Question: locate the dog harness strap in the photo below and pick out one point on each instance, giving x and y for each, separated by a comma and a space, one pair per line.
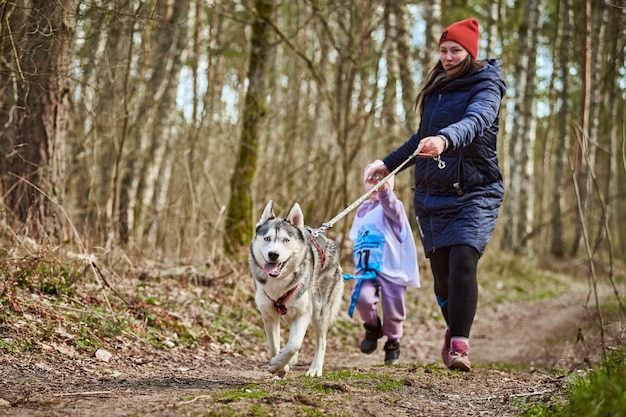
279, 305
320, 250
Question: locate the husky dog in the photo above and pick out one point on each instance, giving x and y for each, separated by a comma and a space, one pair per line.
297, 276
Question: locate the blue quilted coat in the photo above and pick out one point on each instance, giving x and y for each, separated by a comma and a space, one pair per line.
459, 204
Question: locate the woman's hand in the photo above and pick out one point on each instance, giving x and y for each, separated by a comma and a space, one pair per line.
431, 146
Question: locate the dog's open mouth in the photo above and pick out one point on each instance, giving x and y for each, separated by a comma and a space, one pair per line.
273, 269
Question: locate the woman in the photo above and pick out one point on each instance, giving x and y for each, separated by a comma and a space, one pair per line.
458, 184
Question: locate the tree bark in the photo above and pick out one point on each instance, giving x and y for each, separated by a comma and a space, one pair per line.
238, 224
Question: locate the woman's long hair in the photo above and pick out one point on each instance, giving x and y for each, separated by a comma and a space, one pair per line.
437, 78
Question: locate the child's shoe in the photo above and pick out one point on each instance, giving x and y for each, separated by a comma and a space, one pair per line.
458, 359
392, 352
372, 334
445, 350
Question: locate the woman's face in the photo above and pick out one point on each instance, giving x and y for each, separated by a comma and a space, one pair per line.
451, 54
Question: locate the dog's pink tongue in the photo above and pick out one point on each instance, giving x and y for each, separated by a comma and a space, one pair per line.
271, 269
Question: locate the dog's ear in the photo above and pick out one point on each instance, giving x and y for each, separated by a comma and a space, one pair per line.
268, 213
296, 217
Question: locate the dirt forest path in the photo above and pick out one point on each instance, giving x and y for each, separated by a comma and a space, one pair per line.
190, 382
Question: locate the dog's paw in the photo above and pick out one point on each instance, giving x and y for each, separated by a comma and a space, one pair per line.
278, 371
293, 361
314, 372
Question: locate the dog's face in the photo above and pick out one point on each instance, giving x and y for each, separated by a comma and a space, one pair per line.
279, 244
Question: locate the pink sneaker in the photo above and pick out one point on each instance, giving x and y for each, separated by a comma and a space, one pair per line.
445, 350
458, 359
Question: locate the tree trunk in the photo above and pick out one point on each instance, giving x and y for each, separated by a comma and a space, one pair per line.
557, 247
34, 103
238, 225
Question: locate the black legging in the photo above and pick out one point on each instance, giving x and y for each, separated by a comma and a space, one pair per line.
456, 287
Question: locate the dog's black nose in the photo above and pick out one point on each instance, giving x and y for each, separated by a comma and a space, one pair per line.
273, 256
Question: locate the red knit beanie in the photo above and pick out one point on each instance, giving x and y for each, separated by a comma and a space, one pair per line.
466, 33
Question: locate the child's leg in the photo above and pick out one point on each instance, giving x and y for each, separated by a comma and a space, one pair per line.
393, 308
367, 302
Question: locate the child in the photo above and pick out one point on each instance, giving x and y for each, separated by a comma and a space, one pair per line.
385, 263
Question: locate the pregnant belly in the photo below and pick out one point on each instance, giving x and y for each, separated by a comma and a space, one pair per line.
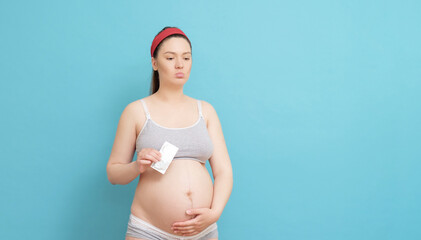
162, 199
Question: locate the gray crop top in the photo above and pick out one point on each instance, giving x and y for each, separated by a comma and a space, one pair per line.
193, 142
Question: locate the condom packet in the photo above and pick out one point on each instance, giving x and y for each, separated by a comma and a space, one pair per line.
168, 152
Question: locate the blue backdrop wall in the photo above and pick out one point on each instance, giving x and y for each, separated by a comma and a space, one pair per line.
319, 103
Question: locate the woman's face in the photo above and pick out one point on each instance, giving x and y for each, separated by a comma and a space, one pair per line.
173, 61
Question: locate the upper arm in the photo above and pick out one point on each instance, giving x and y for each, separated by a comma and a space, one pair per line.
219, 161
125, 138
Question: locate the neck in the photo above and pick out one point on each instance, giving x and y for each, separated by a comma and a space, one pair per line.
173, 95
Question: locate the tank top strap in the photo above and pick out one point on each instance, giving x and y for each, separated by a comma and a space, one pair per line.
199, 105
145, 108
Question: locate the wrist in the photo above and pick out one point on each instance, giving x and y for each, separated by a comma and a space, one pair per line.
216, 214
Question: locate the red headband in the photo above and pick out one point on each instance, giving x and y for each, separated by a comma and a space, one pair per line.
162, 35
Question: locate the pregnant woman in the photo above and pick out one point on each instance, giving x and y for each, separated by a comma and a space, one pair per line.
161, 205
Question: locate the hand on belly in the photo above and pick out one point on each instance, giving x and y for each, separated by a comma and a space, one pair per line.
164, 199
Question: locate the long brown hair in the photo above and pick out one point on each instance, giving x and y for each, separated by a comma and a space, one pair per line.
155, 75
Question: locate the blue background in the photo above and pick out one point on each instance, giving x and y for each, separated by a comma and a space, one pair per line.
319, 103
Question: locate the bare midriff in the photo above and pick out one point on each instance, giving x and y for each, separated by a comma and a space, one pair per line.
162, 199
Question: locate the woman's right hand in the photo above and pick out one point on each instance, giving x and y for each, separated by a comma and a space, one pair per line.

** Goal **
In the records above, find the line containing "Question: locate the pregnant woman"; please retype it and every line after it through the last line, exactly and with nothing else.

** Task response **
Question: locate the pregnant woman in the photo above and pick out one point on each instance, giving x and y for each, separated by a comma and a space, one pair per line.
161, 205
Question: locate the hand on belly in the photo above and pick out one point on each instance, giving x and y for each, separated by a comma and a space, one pair per line.
164, 199
Question: locate the long brown hair in the photo above and pick out one point on each instance, giving x and y for each, separated by a comma and a space, one pair per line.
155, 75
Question: locate the blue background in the photo above and pick out one point on each instance, giving x and y for each, separated by a comma and a space, one pair per line.
319, 103
Question: locate the bare midriff in the photo above and pick out one point on each instance, giving x and y for each, separated by a comma and a space, one pair per line.
162, 199
Question: locate the woman's right hand in the photo above and pick out one point on each instance, giving x and y for each, separated by a comma and a space, one pair per line.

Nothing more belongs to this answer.